◆ Instructions for the task
Reproduce each of the following items verbatim, line by line.

[start of Records supplied]

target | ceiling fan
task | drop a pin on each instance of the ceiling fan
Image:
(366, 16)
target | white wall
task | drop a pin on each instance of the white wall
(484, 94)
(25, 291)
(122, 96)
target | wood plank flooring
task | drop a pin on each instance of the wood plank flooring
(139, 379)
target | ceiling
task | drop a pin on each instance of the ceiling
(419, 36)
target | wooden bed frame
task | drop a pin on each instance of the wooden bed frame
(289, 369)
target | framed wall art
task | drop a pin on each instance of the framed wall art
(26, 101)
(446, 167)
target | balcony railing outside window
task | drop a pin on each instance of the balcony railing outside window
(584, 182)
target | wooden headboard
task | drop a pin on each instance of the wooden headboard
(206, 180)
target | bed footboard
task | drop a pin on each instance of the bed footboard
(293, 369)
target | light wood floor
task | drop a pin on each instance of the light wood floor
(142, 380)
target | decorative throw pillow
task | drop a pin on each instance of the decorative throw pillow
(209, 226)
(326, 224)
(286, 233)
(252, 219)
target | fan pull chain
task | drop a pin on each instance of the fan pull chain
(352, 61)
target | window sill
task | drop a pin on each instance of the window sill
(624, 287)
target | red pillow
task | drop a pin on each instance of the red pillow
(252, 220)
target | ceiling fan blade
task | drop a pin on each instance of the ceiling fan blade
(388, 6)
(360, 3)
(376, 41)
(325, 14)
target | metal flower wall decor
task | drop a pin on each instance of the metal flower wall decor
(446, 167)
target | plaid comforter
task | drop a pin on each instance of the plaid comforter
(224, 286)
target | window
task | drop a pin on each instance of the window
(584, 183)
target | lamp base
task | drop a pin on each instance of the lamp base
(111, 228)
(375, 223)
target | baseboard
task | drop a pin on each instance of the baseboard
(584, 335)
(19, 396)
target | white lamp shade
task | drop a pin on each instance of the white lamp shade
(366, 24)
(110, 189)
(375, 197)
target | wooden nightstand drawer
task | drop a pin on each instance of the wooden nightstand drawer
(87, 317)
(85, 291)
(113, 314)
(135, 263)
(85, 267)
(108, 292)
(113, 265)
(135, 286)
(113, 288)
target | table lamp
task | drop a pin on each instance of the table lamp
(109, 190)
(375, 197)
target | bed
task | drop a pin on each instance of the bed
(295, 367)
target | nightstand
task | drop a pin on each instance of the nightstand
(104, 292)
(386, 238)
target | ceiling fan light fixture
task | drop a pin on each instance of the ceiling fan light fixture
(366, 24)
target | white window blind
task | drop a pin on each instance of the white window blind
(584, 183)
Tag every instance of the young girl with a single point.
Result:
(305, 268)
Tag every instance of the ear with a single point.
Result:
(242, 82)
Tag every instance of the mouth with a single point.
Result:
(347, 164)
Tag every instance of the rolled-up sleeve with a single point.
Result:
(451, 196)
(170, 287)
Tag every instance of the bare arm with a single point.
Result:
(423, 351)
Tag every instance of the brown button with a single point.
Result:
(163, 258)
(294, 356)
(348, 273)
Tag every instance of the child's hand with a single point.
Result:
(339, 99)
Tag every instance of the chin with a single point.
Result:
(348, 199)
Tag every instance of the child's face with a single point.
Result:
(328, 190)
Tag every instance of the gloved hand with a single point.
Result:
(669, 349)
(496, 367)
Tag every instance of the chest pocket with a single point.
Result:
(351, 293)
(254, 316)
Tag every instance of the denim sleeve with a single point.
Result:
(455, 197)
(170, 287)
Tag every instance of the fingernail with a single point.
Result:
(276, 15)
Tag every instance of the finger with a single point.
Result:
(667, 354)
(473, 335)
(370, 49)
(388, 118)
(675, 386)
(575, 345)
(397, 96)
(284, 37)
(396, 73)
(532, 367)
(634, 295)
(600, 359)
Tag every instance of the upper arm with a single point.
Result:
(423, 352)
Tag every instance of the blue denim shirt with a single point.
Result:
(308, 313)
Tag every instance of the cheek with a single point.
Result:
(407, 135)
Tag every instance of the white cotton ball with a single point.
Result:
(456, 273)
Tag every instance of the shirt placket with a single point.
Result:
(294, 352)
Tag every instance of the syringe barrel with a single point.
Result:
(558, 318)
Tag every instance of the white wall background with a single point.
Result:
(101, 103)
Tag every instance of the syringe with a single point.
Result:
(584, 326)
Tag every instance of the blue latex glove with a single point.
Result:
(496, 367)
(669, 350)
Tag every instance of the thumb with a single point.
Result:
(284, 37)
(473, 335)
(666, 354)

[end of Records supplied]

◆ Response to the exercise
target | ceiling fan
task | drop a pin on each instance of the ceiling fan
Image:
(366, 16)
target | white wall
task | drop a pin on each instance of the white wall
(484, 94)
(25, 291)
(122, 96)
target | wood plank flooring
task | drop a pin on each instance of the wood plank flooring
(139, 379)
target | ceiling
task | drop a pin on each instance of the ceiling
(419, 36)
target | wooden bed frame
task | drop a pin on each instance of the wooden bed frame
(289, 369)
target | framed wall art
task | drop a pin on each instance of the framed wall art
(26, 101)
(446, 167)
target | balcony railing outside window
task | drop a pin on each instance of the balcony railing outside window
(584, 182)
target | wooden headboard
task | drop a pin on each instance of the wooden headboard
(206, 180)
target | bed footboard
task | drop a pin on each instance of the bed footboard
(293, 369)
target | light wood floor
task | drop a pin on each instance of the light wood floor
(142, 380)
target | decorative throw pillow
task | drop a pin on each instance of the decorative throw pillow
(209, 226)
(326, 224)
(286, 233)
(252, 219)
target | fan pull chain
task | drop a pin on each instance of the fan pull chain
(352, 61)
target | window sill
task | drop a pin on each instance of the window sill
(624, 287)
target | red pillow
task | drop a pin on each instance of the red pillow
(252, 220)
target | ceiling fan blade
task | drop a pin on each instance of the ceiling fan blade
(388, 6)
(360, 3)
(376, 41)
(325, 14)
target | metal flower wall decor
task | drop a pin on each instance of the metal flower wall decor
(446, 167)
target | plaid comforter
task | drop a pin on each instance of the plaid comforter
(224, 286)
target | window
task | drop a pin on each instance of the window
(584, 183)
target | lamp base
task | drop a pin on each instance of the lamp base
(111, 228)
(375, 223)
target | baseboard
task | drop a pin on each instance of the baseboard
(584, 335)
(19, 396)
target | white lamp shade
task | drop a pin on each instance of the white lamp shade
(366, 24)
(110, 189)
(375, 197)
target | wooden nightstand drawer
task | drop a pin on each instance of the wooden nightstand drawer
(87, 317)
(85, 291)
(113, 314)
(135, 263)
(85, 267)
(108, 292)
(113, 265)
(135, 286)
(113, 288)
target | table lamp
task | drop a pin on each instance of the table lamp
(109, 190)
(375, 197)
target | bed
task | drop a pin on each instance of the bed
(295, 367)
target | nightstand
task | drop a pin on each instance of the nightstand
(104, 292)
(386, 238)
target | ceiling fan light fixture
task | drop a pin on each instance of the ceiling fan light fixture
(366, 24)
target | white window blind
task | drop a pin on each instance of the white window blind
(584, 183)
Tag every instance of the young girl with a single point.
Result:
(305, 268)
Tag every instance of the ear with a single point.
Result:
(242, 82)
Tag every instance of the mouth with a single point.
Result:
(347, 164)
Tag every instance of the rolled-up sleeve with a single point.
Result:
(451, 196)
(170, 287)
Tag every instance of the bare arm with a single point.
Result:
(423, 351)
Tag every instance of the brown button with a single point.
Result:
(163, 258)
(294, 356)
(348, 273)
Tag every instance of the child's hand with a single point.
Result:
(339, 99)
Tag every instance of the chin with a single point.
Result:
(348, 199)
Tag every instance of the child's face with a single point.
Result:
(328, 190)
Tag every instance of the gloved hand with a single point.
Result:
(669, 349)
(496, 367)
Tag every instance of the chest pocket with a single point.
Result:
(351, 293)
(254, 316)
Tag every instance of the denim sleeve with a single point.
Result:
(455, 197)
(170, 287)
Tag every instance of the fingernail with a single point.
Result:
(276, 15)
Tag every instance of the finger with a single point.
Result:
(667, 354)
(473, 335)
(370, 49)
(388, 118)
(675, 386)
(575, 345)
(397, 96)
(284, 37)
(396, 73)
(532, 367)
(634, 295)
(600, 359)
Tag every instance of the upper arm with a single point.
Result:
(423, 352)
Tag every instance of the blue denim shirt with a single point.
Result:
(308, 313)
Tag every instance of the cheek with a single point.
Result:
(407, 135)
Tag every instance of the white cotton ball with a single point.
Result:
(456, 273)
Tag every instance of the shirt placket with a single point.
Result:
(294, 352)
Tag every instance of the syringe barrel with a single point.
Result:
(558, 318)
Tag every instance of the white wall background with a single point.
Result:
(101, 103)
Tag every instance of the syringe with a single point.
Result:
(584, 326)
Tag every instance of the blue latex glove with a single point.
Result:
(496, 367)
(669, 350)
Tag every instance of the thumb with a single point.
Result:
(284, 37)
(473, 335)
(666, 354)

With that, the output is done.